Without changing a thing, reproduce the entire listing and leave out its pictures.
........
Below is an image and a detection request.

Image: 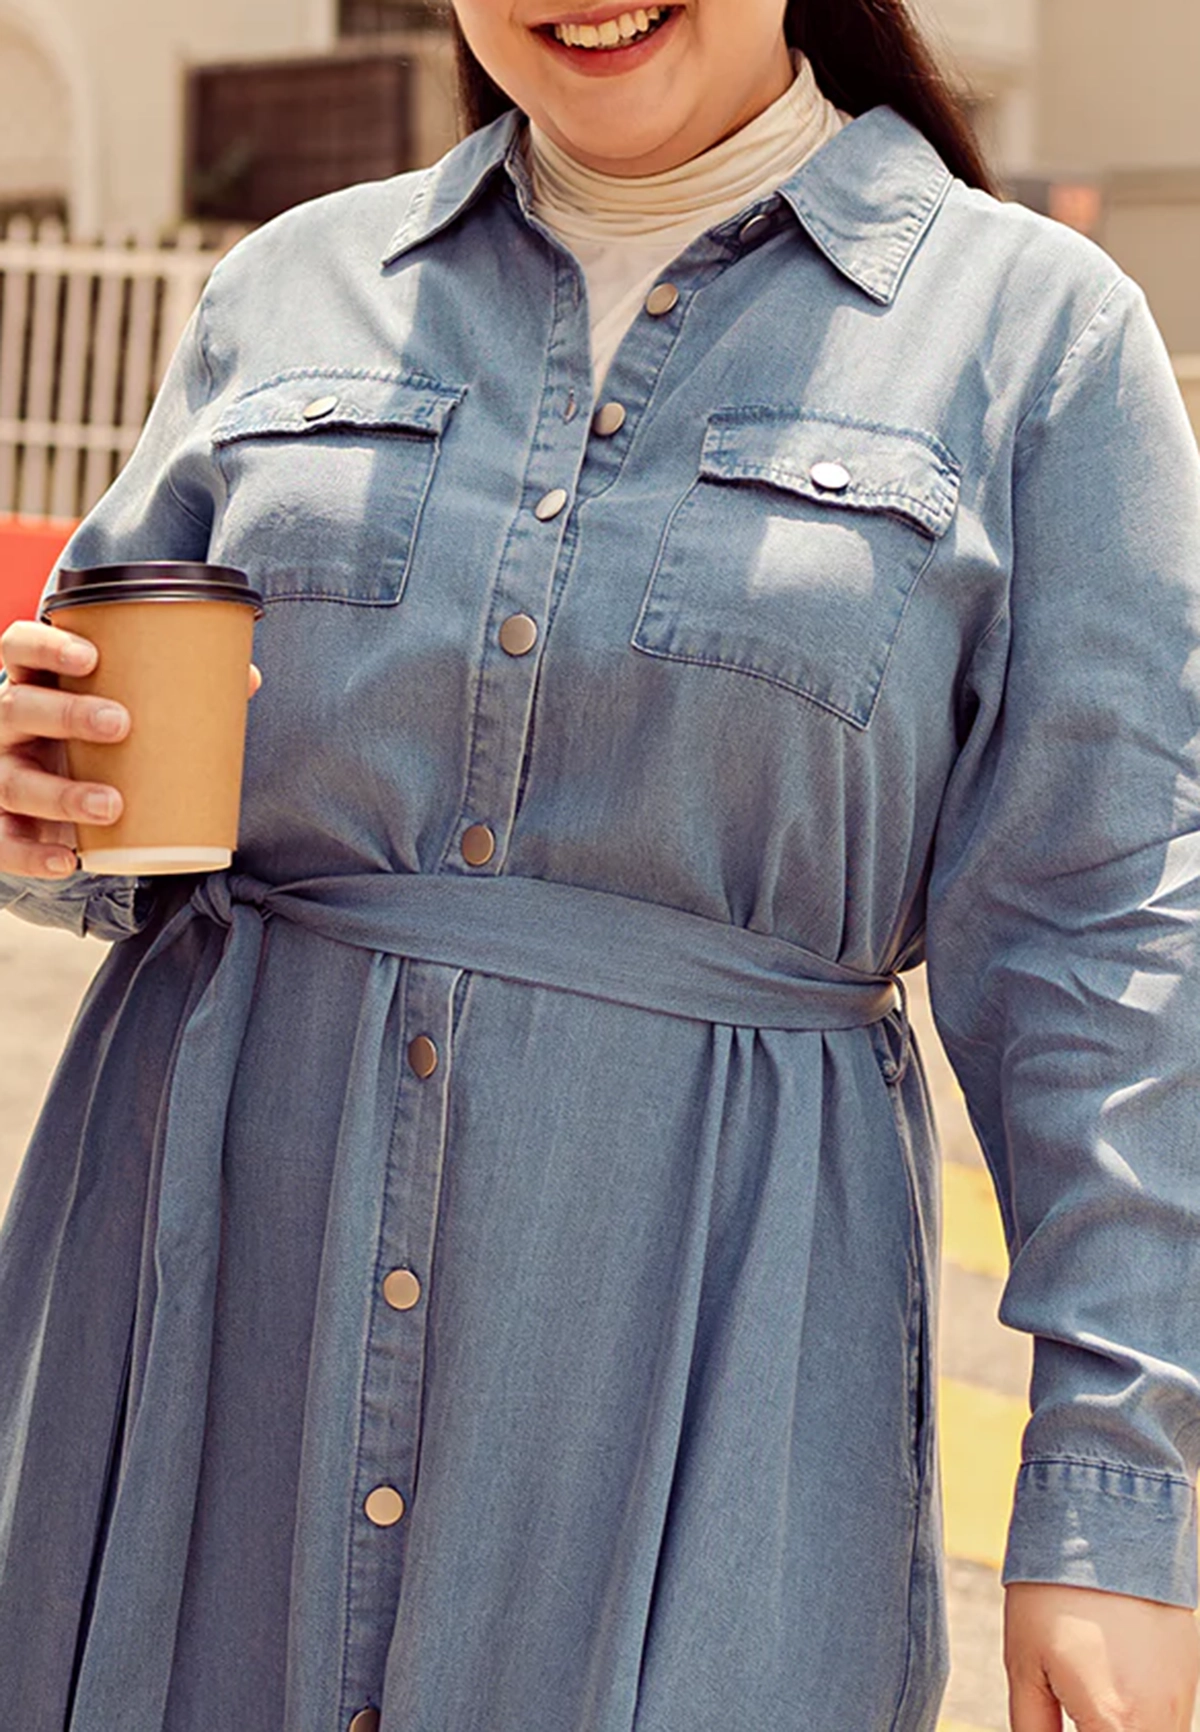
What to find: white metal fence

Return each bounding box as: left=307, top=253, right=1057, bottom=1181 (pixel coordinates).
left=0, top=218, right=236, bottom=523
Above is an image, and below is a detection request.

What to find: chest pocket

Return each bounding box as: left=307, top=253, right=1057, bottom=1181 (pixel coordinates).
left=211, top=368, right=463, bottom=604
left=632, top=409, right=960, bottom=728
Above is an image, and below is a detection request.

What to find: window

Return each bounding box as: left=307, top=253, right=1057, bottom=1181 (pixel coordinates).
........
_Exercise answer_:
Below is an image and a detection request.

Image: 
What to find: white metal fence

Return each bounding box as: left=307, top=253, right=1057, bottom=1181 (pixel coordinates).
left=0, top=218, right=236, bottom=523
Above is an image, and below is a detection request.

What to find: chest pocket

Return each bounding box as: left=307, top=253, right=1057, bottom=1181 (pixel coordinates).
left=211, top=368, right=463, bottom=604
left=632, top=409, right=960, bottom=728
Above is an image, and below is a detection request.

What to find: window

Return each bounding box as: left=307, top=253, right=1057, bottom=1181 (pixel coordinates).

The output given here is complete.